● Directions for this task
Please copy out every row below word for word, leaving out the pictures.

● Data entries

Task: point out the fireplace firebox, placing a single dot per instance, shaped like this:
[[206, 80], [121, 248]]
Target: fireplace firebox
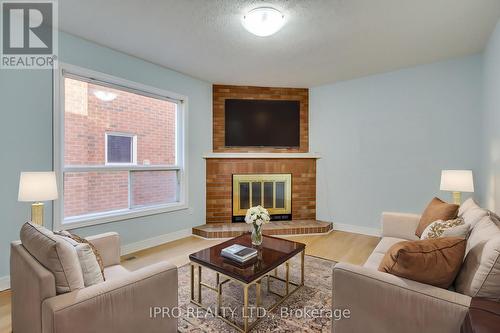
[[271, 191]]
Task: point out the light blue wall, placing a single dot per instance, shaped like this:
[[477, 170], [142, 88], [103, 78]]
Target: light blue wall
[[491, 83], [26, 138], [384, 139]]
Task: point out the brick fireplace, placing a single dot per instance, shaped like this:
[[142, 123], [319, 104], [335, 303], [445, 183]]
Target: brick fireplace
[[226, 162], [219, 185]]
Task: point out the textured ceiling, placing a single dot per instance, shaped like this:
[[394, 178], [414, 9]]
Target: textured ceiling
[[323, 41]]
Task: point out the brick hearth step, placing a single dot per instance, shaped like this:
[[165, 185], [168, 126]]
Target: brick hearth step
[[294, 227]]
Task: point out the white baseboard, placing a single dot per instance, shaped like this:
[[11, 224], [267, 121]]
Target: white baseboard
[[4, 282], [357, 229], [154, 241]]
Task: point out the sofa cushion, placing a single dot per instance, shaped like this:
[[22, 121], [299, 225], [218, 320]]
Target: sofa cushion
[[386, 243], [88, 258], [54, 253], [430, 261], [450, 228], [437, 209], [480, 273], [115, 271], [374, 260]]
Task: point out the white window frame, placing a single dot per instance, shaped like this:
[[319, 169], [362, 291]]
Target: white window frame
[[180, 166], [133, 148]]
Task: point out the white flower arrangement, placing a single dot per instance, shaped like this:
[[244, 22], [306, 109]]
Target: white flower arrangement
[[257, 215]]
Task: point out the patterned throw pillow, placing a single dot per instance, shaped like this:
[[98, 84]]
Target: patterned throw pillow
[[450, 228], [80, 240]]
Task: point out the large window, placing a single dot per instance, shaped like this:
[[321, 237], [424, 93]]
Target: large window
[[119, 149]]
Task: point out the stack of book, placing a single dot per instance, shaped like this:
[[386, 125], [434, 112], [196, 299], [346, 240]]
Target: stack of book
[[239, 253]]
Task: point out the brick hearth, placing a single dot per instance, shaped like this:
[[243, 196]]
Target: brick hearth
[[219, 184], [226, 230]]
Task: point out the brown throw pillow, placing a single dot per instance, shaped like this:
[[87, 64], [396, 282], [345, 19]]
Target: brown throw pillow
[[437, 209], [79, 239], [430, 261]]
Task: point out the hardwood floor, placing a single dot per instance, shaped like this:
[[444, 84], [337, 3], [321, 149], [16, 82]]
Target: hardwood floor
[[337, 246]]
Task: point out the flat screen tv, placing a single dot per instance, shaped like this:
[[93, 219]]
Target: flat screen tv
[[262, 123]]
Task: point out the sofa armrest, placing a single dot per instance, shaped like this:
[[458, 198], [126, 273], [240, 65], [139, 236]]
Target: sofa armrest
[[30, 283], [399, 225], [381, 302], [123, 304], [108, 245]]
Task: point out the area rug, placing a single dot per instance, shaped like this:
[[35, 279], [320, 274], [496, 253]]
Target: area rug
[[307, 310]]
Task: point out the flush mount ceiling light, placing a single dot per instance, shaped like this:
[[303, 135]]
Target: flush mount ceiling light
[[263, 21], [104, 96]]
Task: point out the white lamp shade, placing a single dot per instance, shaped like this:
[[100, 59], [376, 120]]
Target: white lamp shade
[[457, 181], [37, 186]]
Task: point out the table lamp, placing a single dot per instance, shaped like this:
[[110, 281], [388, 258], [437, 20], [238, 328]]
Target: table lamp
[[457, 181], [37, 187]]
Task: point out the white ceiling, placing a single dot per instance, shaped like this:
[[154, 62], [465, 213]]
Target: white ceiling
[[323, 41]]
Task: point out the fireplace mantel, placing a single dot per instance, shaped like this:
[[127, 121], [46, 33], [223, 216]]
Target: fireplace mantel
[[261, 155]]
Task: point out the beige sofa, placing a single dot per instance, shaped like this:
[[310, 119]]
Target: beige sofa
[[381, 302], [120, 304]]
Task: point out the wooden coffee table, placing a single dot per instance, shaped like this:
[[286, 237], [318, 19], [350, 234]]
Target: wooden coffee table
[[272, 253]]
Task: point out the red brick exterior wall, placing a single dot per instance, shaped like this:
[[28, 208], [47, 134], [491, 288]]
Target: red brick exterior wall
[[87, 119], [222, 92], [219, 184]]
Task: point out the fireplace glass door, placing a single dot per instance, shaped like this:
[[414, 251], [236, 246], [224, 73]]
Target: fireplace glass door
[[272, 191]]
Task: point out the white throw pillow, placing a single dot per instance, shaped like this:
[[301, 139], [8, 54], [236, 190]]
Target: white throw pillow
[[473, 215], [91, 270], [90, 267], [450, 228], [468, 204], [55, 254], [480, 273]]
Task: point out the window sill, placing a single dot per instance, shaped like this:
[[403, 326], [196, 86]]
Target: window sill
[[114, 216]]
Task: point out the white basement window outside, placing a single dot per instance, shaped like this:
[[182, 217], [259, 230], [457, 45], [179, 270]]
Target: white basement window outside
[[119, 149]]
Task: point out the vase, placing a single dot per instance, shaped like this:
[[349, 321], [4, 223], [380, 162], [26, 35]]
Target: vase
[[256, 235]]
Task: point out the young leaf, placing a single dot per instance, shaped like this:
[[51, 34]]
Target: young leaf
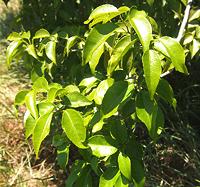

● Task output
Task: point out the fireplace firebox, placing a single dot per instance, shaped like this:
[[206, 80], [121, 248]]
Target: fireplace firebox
[[271, 191]]
Task: point out the light blue wall, placing a single dot per instance, shaped like this:
[[477, 170], [142, 88], [103, 78]]
Target: light blue wall
[[491, 83], [26, 138], [384, 139]]
Task: point out the brick fireplace, placing a single dot per instance, shaped like this:
[[142, 123], [319, 104], [335, 303], [445, 183]]
Target: brick fireplace
[[226, 162], [219, 185]]
Task: point out the textured ceiling, placing a single dot per instance, shaped like this:
[[394, 178], [414, 9]]
Target: textured ceiling
[[323, 41]]
Task: point out the brick hearth step, placing a single dot per instance, shaped like this:
[[165, 185], [168, 126]]
Target: brick hearth step
[[294, 227]]
Task: point out the white baseboard, placing a single dot per instance, shaped like this:
[[11, 224], [267, 121]]
Target: white baseboard
[[4, 282], [357, 229], [154, 241]]
Task: point out the sofa cushion, placing a single dot per instance, shaped like this:
[[22, 121], [299, 225], [218, 320]]
Target: sofa cushion
[[386, 243], [88, 258], [54, 253], [430, 261], [450, 228], [437, 209], [480, 273], [115, 271], [374, 260]]
Task: point out the white window frame, placing a single dot per instance, shaped like this:
[[319, 169], [362, 291]]
Target: white window frame
[[180, 166], [133, 148]]
Task: point out the white flower arrangement, placing a single dot per instance, shaped like this:
[[244, 22], [306, 109]]
Target: white flower arrangement
[[257, 215]]
Task: point out the patterned throw pillow, placing a single dot per instance, shaped like this:
[[98, 84]]
Target: patterned throw pillow
[[450, 228], [80, 240]]
Task: point out the large window, placing a single dot per instance, shaped like this:
[[321, 237], [424, 93]]
Target: large window
[[119, 149]]
Task: point out the stack of book, placing a single dot per instance, shaped like this:
[[386, 125], [434, 112], [196, 299], [346, 240]]
Target: stack of book
[[239, 253]]
Task: point out the brick hearth, placing a single dot per instance, shaped like this:
[[243, 196]]
Target: brick hearth
[[219, 184], [226, 230]]
Task: point out the brown throw pillow, placing a single dot per instance, shaped like this:
[[87, 64], [396, 282], [345, 19]]
Target: brown throw pillow
[[437, 209], [79, 239], [430, 261]]
Task: point out the hardwood floor, placing a single dot per instance, shaped like this:
[[444, 84], [337, 3], [321, 149], [16, 82]]
Target: hardwood floor
[[337, 246]]
Task: point out the flat screen tv, placing a single dot per instance, shaped like this:
[[93, 219]]
Target: flat screen tv
[[262, 123]]
Task: point out the sofa armrest, placing a single dot per instance, shaped like this:
[[458, 198], [126, 273], [240, 65], [139, 236]]
Target: sofa armrest
[[30, 283], [399, 225], [381, 302], [123, 304], [108, 245]]
Task: point out the area rug, placing a single dot per instance, shaped like this:
[[35, 279], [320, 274], [496, 253]]
Target: area rug
[[307, 310]]
Task: point out the flush mount ceiling light, placing a single dot per instance, shaped like this:
[[303, 135]]
Target: flush mount ceiling light
[[263, 21], [104, 96]]
Task: point out the white lamp shade, placing a single dot per instance, shaped like this:
[[100, 59], [376, 120]]
Target: white lamp shade
[[457, 181], [37, 186]]
Task: point out the table lamp, placing a single dot per instance, shaped like this:
[[110, 281], [388, 258], [437, 20], [238, 328]]
Target: table lamp
[[457, 181], [37, 187]]
Task: point out the white ceiling, placing a single dot per instance, shaped like this:
[[154, 62], [465, 213]]
Target: white ceiling
[[323, 41]]
Task: point out the fireplace mantel, placing a single dot per instance, shaped like this:
[[127, 121], [46, 33], [223, 216]]
Target: fireplace mantel
[[261, 155]]
Task: point out the beige sofa, placing a single dot per instance, shaped like this:
[[310, 119]]
Target: beige sofa
[[381, 302], [120, 304]]
Task: point out the wooden coffee table, placing a single dot per instance, shaped like this:
[[286, 237], [318, 19], [350, 234]]
Target: wooden coffee table
[[272, 253]]
Task: point out the red brick exterior wall, placing a single dot per instance, shaped like this:
[[28, 208], [47, 134], [491, 288]]
Target: red brick exterior wall
[[87, 119], [222, 92], [219, 184]]
Task: point out the fireplace glass door, placing a single dot per instance, shaped like this:
[[414, 251], [236, 246], [224, 73]]
Target: fireplace glass door
[[272, 191]]
Task: point out the white throw pillow, placing a single dot per instance, shaped like this:
[[301, 139], [8, 54], [236, 190]]
Target: white throw pillow
[[473, 215], [91, 270], [90, 267], [450, 228], [468, 204], [55, 254], [480, 273]]
Task: point out the window sill, placing a single dot per instance, shaped like this:
[[403, 326], [196, 86]]
Target: window sill
[[114, 216]]
Task: point out the white basement window outside, placing a single dot per instance, shaped like this:
[[182, 217], [259, 230], [457, 45], [179, 270]]
Target: white basement window outside
[[119, 149]]
Task: point out the vase, placing a single dot per instance, shaped like this:
[[349, 321], [4, 223], [380, 162], [26, 35]]
Target: vase
[[256, 235]]
Task: point out the young leaf, placing a single dot per instance, shaped like this:
[[51, 34]]
Target: young leaf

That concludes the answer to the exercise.